§ Requirements
Quote exactly the lines running from the line with "each like (280,281)." to the end of the entries, including both, and nothing else.

§ Data provided
= = = = = = =
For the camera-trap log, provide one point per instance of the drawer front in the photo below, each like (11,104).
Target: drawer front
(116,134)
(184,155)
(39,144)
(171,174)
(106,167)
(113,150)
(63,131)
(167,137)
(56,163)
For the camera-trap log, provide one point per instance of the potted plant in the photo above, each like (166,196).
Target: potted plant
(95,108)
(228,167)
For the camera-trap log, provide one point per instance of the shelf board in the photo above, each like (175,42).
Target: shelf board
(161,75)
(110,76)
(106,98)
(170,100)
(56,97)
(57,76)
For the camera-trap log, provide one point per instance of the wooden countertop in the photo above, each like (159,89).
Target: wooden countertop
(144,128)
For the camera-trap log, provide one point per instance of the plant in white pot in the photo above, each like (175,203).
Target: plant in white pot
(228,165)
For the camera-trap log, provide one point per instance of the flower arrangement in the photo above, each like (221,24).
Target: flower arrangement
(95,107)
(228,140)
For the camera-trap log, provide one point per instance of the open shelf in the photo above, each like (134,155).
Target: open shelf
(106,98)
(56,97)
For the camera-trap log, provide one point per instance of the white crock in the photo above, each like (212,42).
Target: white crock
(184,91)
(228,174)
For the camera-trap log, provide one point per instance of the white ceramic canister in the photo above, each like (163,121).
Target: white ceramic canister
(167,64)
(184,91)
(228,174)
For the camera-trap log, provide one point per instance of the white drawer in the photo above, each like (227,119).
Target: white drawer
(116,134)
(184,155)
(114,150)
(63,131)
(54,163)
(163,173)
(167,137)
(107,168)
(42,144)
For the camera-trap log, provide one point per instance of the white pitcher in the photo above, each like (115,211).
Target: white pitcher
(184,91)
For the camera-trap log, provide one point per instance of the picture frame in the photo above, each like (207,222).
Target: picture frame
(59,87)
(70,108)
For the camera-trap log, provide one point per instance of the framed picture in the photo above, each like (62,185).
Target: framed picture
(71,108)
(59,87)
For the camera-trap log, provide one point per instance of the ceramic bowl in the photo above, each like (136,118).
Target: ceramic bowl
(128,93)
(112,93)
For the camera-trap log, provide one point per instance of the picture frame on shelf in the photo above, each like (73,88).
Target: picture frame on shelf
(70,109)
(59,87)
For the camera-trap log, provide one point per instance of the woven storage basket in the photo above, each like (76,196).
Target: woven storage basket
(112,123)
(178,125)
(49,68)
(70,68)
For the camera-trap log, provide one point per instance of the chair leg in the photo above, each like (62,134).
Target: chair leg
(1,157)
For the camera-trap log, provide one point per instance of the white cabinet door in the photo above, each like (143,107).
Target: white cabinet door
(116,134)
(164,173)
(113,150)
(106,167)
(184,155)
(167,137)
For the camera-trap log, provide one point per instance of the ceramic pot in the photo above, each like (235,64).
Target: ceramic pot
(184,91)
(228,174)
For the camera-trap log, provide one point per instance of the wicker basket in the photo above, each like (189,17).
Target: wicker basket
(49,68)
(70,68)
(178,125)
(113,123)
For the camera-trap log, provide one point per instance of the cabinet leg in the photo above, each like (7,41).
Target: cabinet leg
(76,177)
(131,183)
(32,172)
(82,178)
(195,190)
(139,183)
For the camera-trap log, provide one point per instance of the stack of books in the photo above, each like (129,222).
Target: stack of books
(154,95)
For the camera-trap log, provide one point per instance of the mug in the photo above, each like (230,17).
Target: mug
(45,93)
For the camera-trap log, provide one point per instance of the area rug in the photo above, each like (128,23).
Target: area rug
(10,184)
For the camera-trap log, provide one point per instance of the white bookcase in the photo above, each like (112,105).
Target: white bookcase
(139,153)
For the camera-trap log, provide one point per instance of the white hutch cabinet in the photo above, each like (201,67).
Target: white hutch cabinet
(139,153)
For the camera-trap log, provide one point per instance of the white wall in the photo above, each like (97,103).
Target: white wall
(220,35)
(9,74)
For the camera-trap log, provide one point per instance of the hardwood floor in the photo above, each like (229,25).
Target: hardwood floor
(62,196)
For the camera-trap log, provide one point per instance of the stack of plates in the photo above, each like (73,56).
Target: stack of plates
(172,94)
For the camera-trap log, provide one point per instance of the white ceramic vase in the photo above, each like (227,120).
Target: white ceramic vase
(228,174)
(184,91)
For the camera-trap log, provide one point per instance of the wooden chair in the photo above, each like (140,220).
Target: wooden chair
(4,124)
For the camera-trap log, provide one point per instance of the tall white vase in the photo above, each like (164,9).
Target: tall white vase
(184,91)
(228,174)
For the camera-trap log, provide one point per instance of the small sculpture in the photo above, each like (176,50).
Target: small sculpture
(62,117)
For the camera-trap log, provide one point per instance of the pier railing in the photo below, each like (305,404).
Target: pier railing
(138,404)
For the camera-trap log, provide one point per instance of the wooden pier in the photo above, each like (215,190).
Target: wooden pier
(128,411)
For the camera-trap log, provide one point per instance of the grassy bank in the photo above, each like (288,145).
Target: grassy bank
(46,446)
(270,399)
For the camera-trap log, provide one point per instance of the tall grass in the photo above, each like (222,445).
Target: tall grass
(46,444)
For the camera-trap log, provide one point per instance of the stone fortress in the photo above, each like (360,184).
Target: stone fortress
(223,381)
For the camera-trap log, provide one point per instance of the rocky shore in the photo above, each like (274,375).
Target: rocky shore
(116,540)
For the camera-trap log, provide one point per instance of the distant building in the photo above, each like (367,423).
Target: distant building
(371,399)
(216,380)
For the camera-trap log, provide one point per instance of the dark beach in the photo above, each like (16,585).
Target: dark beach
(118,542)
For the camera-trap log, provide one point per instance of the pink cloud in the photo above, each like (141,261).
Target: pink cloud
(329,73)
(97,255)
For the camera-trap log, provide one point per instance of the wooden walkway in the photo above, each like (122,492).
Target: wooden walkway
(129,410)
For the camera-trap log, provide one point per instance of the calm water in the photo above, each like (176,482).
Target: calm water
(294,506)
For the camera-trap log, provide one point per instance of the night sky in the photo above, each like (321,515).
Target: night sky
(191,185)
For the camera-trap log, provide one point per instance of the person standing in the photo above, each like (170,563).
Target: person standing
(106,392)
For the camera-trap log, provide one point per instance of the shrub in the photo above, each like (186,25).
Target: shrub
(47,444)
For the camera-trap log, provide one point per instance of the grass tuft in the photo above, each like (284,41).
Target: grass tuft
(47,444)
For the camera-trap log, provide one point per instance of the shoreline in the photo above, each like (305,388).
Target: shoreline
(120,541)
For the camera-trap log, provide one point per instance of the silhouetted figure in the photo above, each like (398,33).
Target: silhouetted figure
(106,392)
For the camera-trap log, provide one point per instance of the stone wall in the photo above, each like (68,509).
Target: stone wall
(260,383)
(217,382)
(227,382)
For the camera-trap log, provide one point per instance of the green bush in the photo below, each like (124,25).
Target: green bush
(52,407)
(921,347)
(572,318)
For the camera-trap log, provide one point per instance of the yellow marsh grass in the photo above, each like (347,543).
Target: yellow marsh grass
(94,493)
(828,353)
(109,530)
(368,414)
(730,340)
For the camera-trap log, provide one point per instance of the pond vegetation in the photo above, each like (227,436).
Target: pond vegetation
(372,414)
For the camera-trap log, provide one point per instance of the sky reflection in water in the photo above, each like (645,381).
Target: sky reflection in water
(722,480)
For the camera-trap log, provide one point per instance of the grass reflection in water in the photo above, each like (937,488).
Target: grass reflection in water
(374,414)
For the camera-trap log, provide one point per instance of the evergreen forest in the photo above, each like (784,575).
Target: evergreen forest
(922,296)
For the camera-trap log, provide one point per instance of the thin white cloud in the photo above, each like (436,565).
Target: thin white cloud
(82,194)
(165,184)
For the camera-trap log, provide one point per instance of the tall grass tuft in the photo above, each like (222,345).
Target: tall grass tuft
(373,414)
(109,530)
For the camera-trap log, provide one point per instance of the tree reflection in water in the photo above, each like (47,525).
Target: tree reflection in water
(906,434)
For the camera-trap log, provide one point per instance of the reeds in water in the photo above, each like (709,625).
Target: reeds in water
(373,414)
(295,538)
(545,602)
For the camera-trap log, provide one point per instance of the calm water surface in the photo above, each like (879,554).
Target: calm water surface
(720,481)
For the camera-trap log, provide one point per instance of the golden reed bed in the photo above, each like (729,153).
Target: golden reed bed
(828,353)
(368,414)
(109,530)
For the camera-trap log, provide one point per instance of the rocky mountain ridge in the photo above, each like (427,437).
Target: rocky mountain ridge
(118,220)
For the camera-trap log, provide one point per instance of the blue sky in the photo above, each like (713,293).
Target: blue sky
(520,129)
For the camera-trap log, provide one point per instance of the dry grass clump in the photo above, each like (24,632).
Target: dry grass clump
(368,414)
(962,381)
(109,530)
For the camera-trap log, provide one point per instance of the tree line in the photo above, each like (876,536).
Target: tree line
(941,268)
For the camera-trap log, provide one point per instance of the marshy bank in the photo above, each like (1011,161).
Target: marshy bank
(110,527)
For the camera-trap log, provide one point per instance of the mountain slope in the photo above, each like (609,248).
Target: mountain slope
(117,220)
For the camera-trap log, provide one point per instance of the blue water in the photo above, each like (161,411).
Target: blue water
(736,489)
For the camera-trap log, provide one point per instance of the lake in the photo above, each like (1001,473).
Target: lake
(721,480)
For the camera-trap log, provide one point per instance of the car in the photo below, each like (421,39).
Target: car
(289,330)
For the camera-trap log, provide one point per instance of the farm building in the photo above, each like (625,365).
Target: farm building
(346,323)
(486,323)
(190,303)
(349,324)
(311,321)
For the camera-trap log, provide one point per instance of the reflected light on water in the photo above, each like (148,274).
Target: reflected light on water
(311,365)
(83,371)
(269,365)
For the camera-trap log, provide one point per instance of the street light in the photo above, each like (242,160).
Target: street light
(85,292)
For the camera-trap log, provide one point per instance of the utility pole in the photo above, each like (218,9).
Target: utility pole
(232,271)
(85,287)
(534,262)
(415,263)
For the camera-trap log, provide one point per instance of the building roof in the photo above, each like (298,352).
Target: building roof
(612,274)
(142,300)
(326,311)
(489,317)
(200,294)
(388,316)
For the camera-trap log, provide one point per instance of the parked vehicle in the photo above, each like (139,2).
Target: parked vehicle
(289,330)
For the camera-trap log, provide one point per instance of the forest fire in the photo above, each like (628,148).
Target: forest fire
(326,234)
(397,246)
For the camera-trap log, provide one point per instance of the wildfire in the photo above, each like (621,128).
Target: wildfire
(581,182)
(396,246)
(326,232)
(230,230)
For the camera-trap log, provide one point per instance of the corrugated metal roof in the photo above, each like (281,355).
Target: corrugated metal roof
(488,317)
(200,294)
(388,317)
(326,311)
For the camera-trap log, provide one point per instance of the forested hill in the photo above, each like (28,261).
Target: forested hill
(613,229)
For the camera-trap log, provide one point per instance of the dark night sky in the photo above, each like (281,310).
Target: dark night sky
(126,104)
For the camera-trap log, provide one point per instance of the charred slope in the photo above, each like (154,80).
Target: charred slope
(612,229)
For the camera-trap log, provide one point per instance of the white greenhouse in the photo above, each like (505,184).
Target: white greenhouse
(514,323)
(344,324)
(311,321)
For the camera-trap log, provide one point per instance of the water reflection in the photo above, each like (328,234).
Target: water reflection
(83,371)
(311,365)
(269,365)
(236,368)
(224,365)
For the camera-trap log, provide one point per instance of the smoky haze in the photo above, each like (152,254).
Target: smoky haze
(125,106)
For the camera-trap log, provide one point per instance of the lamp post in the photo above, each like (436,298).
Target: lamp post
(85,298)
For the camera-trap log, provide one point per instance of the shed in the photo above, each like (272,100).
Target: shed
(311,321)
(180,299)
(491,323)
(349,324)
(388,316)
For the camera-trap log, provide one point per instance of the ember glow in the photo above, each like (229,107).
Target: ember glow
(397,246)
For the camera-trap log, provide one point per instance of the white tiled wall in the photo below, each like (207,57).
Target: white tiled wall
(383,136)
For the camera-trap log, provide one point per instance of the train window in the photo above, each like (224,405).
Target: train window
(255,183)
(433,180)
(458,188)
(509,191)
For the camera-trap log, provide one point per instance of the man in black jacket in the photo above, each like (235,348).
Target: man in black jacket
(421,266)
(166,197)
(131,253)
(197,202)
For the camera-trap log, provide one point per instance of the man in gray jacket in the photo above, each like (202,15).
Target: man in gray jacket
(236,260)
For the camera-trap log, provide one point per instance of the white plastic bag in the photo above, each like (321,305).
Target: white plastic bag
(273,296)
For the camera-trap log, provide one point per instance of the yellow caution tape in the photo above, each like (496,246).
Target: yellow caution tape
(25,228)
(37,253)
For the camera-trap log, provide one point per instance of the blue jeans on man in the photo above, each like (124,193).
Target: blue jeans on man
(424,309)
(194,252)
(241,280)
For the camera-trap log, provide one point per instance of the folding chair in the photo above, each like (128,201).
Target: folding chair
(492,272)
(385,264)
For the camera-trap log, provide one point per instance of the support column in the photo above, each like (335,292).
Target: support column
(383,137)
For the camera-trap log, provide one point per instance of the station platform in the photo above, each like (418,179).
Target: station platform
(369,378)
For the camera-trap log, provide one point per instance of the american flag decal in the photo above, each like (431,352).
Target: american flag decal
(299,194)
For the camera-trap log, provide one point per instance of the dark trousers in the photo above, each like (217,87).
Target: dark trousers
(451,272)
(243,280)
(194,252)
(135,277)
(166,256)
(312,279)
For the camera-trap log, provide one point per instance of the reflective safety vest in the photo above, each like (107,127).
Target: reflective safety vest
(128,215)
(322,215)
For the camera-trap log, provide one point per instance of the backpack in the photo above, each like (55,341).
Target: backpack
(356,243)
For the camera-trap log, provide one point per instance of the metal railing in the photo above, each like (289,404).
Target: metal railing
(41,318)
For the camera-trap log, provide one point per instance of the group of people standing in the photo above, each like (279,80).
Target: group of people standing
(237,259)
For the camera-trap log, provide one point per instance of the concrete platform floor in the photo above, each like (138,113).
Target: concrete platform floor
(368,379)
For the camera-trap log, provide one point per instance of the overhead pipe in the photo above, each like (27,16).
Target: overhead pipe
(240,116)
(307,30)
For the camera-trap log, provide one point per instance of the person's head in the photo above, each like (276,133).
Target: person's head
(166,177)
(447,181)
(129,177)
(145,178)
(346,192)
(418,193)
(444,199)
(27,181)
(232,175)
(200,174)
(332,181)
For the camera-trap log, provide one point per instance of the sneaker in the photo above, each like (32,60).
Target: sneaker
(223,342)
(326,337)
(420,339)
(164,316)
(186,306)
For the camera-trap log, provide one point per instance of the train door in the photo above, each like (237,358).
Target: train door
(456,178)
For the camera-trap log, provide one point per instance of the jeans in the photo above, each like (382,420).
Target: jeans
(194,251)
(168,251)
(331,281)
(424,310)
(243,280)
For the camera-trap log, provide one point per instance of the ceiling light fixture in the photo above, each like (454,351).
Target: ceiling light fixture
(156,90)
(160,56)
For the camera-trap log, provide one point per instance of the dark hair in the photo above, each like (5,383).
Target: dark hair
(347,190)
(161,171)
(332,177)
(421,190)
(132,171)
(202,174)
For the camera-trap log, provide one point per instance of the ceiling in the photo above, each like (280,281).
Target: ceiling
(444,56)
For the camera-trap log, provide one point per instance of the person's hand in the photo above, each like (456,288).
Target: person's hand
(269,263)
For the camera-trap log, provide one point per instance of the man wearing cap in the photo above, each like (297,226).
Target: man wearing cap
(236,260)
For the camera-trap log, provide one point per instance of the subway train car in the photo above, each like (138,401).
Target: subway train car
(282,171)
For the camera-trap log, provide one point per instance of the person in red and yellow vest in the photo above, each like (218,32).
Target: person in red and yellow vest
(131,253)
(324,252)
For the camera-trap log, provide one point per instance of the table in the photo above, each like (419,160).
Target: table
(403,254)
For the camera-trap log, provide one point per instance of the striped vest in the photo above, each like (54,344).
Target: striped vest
= = = = = = =
§ Result
For the camera-trap log, provide one point per instance of the ceiling in the photo above, each like (280,281).
Target: ceiling
(444,56)
For the camera-trap log, provide one point per instance of the person's hand in the photo above, each like (456,288).
Target: person's hand
(269,263)
For the camera-trap log, provide one point per instance of the man wearing cap in the photo above, each like (297,226).
Target: man wearing cap
(236,260)
For the camera-trap log, provide one point per instance of the subway train car in the photo above, each like (138,401).
Target: subway train car
(282,171)
For the camera-trap log, provide one point per instance of the person in red and yellow vest in the photo above, each like (218,32).
Target: person in red and yellow vest
(131,253)
(324,252)
For the camera-trap log, provide one point per instance of the table in the photo above, each like (419,160).
Target: table
(403,254)
For the camera-trap log, provide one point per instance of the striped vest in the photo above, each like (54,344).
Target: striped vest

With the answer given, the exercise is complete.